▶ _What is needed_:
Rewrite the records below with every "drill" changed to "exercise" and everything else left as it is. Omit the pictures from your answer.

▶ _Exercise input_:

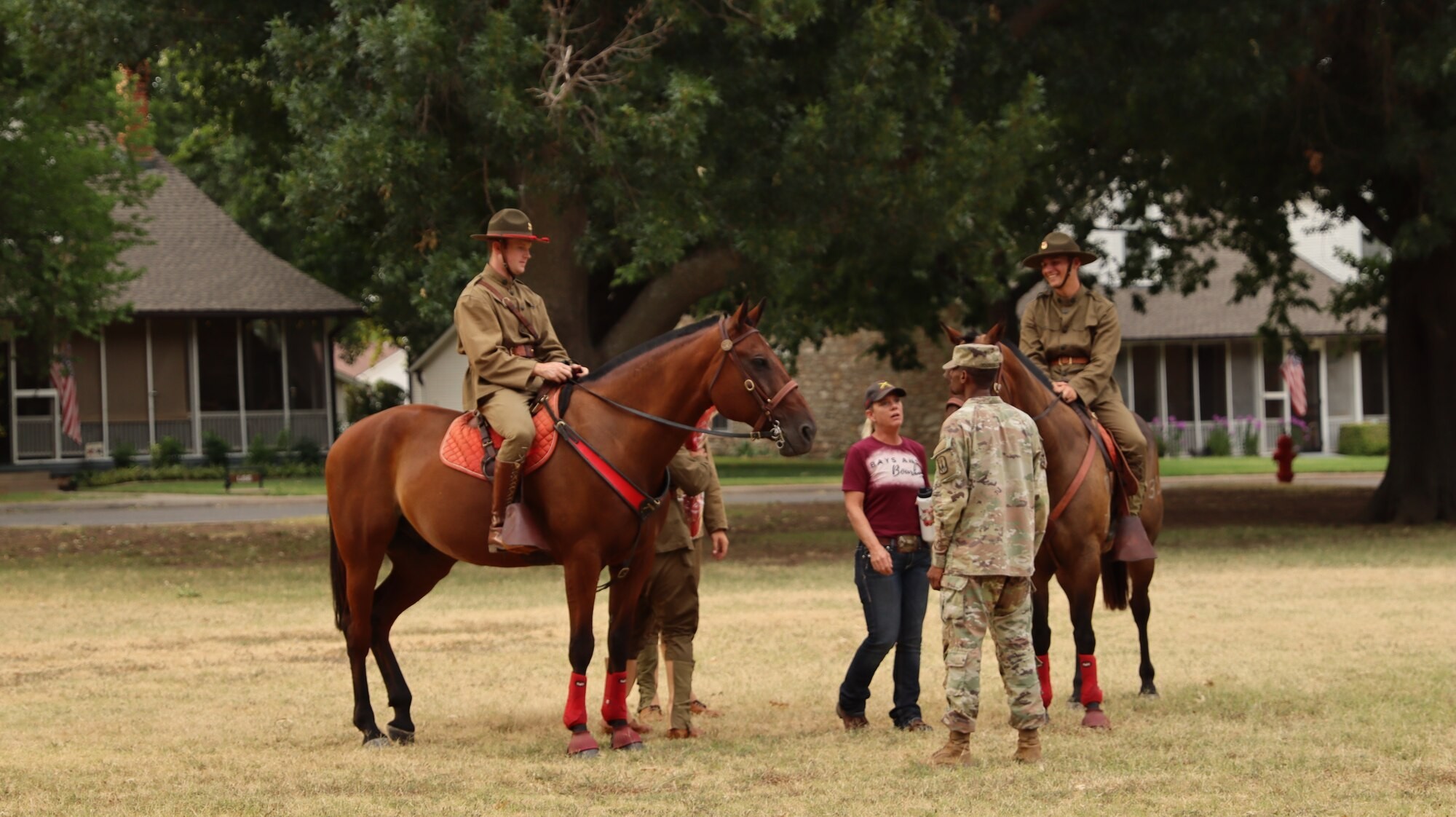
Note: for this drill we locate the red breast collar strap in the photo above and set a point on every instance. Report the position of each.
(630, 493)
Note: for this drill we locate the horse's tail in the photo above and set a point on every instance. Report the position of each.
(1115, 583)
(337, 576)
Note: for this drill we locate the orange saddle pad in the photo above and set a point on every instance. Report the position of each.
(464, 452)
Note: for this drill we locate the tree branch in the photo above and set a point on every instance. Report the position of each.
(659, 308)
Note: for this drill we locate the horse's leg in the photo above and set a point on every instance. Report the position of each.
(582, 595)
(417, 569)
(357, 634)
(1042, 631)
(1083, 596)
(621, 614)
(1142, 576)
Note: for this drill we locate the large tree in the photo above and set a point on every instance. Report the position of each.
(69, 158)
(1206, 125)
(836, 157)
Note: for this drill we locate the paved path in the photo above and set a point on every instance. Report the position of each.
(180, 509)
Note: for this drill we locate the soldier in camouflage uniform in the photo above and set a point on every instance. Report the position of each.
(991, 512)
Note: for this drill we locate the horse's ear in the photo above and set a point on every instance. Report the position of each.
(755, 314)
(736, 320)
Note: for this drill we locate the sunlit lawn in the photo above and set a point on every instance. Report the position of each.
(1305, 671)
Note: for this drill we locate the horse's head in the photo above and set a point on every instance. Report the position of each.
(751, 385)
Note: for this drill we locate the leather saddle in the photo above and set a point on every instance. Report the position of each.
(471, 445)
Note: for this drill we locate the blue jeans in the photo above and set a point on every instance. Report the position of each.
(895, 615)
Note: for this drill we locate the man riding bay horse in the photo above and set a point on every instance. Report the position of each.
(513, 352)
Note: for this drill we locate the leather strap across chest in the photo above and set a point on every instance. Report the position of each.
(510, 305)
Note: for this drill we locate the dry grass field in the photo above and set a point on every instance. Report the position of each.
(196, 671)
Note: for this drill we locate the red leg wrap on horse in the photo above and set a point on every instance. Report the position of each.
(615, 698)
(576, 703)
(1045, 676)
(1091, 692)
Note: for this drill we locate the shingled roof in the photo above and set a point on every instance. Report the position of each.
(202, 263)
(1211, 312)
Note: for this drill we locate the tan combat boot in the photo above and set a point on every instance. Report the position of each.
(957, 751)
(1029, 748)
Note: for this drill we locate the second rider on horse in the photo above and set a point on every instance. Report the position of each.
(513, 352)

▶ _Output_:
Note: for this exercise we locate the red breast collar strap in the photo above and set a point on every instance. Report the position of each.
(630, 493)
Note: for this exercise we locate the horse's tail in the photo above and set a point on every instance. Report the position of each.
(1115, 583)
(337, 576)
Note: for this exercise we locate the orange saddle pad in the photo above and set a point on every instance. Report the position of each.
(464, 452)
Note: for this exercise we locate the tree branch in the photo above and set a point on every instance. Report the position of each.
(659, 308)
Note: for this exercise we locate the horse's leg in the photo above and set a point on every instance. Report the position of each.
(582, 595)
(417, 569)
(357, 634)
(1042, 631)
(1083, 596)
(621, 614)
(1142, 576)
Note: for this exercise we locate the large tree in the photo above and set a point on every instance. Report the position of each.
(69, 158)
(1206, 125)
(836, 157)
Note: for this exercise we locate the paved path in the photo above and set a point on every instance. Report the position of each.
(180, 509)
Note: for this exercise we locate the soldier in camouflage uniform in the photo above and set a point on every instance. Report the position of each.
(991, 512)
Note: for this exercise we locate the horse's ear in the photo above and set a point on every instance. Report the position of each.
(755, 314)
(736, 320)
Note: for this exercise we locate the sunlit lawn in the photo above and set a point on every instance. Report the position of each.
(1305, 671)
Note: for this exercise we locate the horse's head in the photo above and set a point on every instance. Report the position of each.
(751, 385)
Note: for this exercise we locate the leather saddle in the photo above and set a point on every instance. Report the position of each.
(471, 445)
Note: for this exercise we locate the blue jeans in the photo above and set a point on every instance. Report the position of each.
(895, 615)
Note: for this exercise we locate the man riding bay horse in the photo above and set a point on every instance. Report the position of each.
(513, 352)
Note: for this exercise we locate the leather strap across chest in the photo above and set a point on every instance. Report the position of each.
(510, 305)
Note: for this exercise we locate the dry grass field in the photo above and set a point on every instance. Report the position of each.
(196, 671)
Note: for this exercise we locate the red leg wrap on horse in the photo above and set a point on every instance. Report the position of each.
(615, 698)
(576, 703)
(1045, 676)
(1091, 692)
Note: for this exercise we locate the shingled roof in the photo above and set a point on every instance. Report the position of each.
(202, 263)
(1211, 312)
Note: for this exercise we locate the tan combat boot in the photo above and set a point on every instance. Report the position of each.
(957, 751)
(1029, 748)
Note: for this exercise we locate the second rider on horse in the photo above and set a point on every instance. Report the position of each.
(513, 352)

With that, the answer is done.